## Prompt
All that is wanted is the lines from the first line of the listing below through the line containing "point(564, 258)", written out exactly with pictures left out.

*-*-*

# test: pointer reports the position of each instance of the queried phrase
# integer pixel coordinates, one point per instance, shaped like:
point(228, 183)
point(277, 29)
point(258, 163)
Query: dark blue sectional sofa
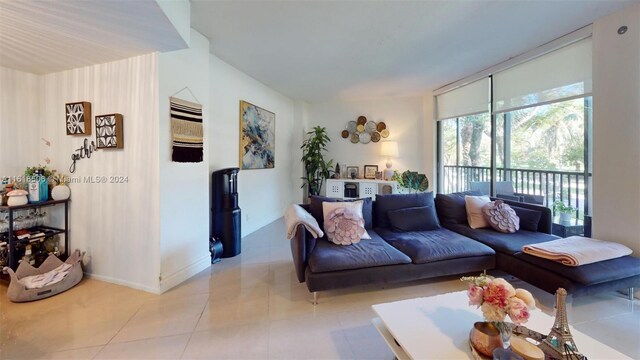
point(452, 248)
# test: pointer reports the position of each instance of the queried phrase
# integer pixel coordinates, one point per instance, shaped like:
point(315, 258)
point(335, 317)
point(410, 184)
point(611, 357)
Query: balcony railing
point(569, 187)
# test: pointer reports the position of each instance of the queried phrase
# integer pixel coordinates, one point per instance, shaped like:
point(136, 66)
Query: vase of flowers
point(497, 299)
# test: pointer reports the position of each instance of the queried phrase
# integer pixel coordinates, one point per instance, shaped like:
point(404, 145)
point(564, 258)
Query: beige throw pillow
point(474, 205)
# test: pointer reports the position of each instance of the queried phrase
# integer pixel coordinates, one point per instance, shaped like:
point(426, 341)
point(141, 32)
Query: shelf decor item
point(78, 118)
point(186, 129)
point(257, 137)
point(17, 197)
point(389, 150)
point(61, 191)
point(352, 172)
point(109, 131)
point(370, 171)
point(364, 131)
point(497, 299)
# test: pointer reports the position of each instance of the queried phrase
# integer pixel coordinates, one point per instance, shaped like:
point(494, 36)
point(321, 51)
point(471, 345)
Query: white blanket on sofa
point(577, 250)
point(296, 215)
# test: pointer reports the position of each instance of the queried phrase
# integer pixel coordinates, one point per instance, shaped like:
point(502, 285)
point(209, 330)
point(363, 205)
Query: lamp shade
point(389, 149)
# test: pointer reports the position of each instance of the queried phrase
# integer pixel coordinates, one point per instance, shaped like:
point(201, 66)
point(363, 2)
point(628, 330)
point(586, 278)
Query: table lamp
point(390, 150)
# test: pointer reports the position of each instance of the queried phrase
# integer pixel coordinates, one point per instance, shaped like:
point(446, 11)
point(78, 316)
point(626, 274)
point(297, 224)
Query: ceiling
point(321, 51)
point(48, 36)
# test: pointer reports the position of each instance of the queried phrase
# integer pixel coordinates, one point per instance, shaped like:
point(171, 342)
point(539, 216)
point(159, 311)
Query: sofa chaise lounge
point(450, 249)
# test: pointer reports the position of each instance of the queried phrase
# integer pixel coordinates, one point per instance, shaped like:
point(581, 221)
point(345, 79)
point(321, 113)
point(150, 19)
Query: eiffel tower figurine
point(559, 343)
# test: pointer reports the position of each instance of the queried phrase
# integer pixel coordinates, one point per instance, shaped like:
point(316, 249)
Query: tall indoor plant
point(316, 169)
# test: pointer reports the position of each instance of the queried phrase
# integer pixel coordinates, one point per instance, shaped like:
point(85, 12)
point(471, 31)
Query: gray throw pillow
point(501, 217)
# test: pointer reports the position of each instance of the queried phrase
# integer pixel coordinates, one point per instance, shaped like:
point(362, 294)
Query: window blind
point(469, 99)
point(562, 74)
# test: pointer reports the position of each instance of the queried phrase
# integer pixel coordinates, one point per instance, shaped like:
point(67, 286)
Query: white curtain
point(469, 99)
point(562, 74)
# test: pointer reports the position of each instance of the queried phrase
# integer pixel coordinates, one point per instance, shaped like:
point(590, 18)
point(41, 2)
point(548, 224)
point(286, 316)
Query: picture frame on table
point(370, 171)
point(353, 172)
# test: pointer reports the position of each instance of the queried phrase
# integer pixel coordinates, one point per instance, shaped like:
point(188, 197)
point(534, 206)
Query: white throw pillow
point(474, 205)
point(352, 206)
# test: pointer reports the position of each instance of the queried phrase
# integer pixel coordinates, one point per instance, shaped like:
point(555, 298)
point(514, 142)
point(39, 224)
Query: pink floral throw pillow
point(344, 226)
point(501, 217)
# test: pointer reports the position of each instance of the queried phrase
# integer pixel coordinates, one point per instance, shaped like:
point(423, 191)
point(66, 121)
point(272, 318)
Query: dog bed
point(18, 291)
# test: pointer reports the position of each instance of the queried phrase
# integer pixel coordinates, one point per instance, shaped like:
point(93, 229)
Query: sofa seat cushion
point(500, 242)
point(590, 274)
point(327, 256)
point(434, 245)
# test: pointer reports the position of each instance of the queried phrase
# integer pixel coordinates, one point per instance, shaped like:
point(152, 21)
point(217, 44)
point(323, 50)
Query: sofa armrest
point(301, 246)
point(544, 226)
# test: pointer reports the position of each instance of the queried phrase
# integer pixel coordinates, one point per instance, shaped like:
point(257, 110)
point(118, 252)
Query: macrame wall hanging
point(186, 129)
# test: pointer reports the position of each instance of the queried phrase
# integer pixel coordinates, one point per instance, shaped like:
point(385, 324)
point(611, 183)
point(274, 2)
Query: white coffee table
point(437, 327)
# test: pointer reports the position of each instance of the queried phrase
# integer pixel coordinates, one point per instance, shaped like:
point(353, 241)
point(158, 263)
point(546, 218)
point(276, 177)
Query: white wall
point(184, 187)
point(117, 224)
point(20, 144)
point(616, 128)
point(404, 118)
point(263, 194)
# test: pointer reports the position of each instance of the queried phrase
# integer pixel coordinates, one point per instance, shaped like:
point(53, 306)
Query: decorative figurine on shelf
point(17, 197)
point(61, 191)
point(559, 343)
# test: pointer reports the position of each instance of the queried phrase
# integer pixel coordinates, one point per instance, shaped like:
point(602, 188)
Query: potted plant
point(316, 168)
point(61, 191)
point(565, 211)
point(411, 180)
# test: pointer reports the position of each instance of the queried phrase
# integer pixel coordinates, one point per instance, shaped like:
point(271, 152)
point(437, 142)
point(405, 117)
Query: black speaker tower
point(225, 213)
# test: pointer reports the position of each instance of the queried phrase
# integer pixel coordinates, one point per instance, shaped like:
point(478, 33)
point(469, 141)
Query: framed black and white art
point(78, 118)
point(109, 131)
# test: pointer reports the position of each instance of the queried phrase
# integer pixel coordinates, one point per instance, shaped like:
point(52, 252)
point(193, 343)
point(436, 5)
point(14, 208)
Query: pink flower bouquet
point(497, 299)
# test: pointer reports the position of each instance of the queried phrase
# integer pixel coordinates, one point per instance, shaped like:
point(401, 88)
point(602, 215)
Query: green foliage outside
point(547, 137)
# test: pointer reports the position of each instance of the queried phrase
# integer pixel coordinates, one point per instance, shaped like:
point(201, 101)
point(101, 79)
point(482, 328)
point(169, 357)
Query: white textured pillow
point(474, 205)
point(354, 207)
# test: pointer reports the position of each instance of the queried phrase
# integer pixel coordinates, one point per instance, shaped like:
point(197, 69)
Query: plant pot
point(60, 192)
point(17, 200)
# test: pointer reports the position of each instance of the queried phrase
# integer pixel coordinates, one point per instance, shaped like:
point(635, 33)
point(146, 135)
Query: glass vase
point(505, 333)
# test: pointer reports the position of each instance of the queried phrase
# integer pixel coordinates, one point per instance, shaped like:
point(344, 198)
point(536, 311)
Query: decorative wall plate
point(365, 138)
point(375, 136)
point(370, 126)
point(351, 126)
point(363, 131)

*-*-*

## Task answer
# test: pointer reports the position of each instance of the queried phrase
# integer pixel coordinates, one point per instance, shaped like:
point(228, 183)
point(277, 29)
point(258, 163)
Query: dark blue sectional sofa
point(452, 248)
# test: pointer reports the position of each instance of the queried phrase
# integer pixel coordinates, one point per instance, shaped like:
point(315, 258)
point(335, 317)
point(410, 184)
point(611, 357)
Query: balcony railing
point(569, 187)
# test: pointer reports the position of each instance of the queried phrase
# integer pixel coordinates, one point per instance, shaped like:
point(136, 66)
Query: vase of flowers
point(497, 299)
# test: pointer reports the position of each instance of the queried phrase
# integer pixel coordinates, one point per instance, shaped like:
point(404, 145)
point(564, 258)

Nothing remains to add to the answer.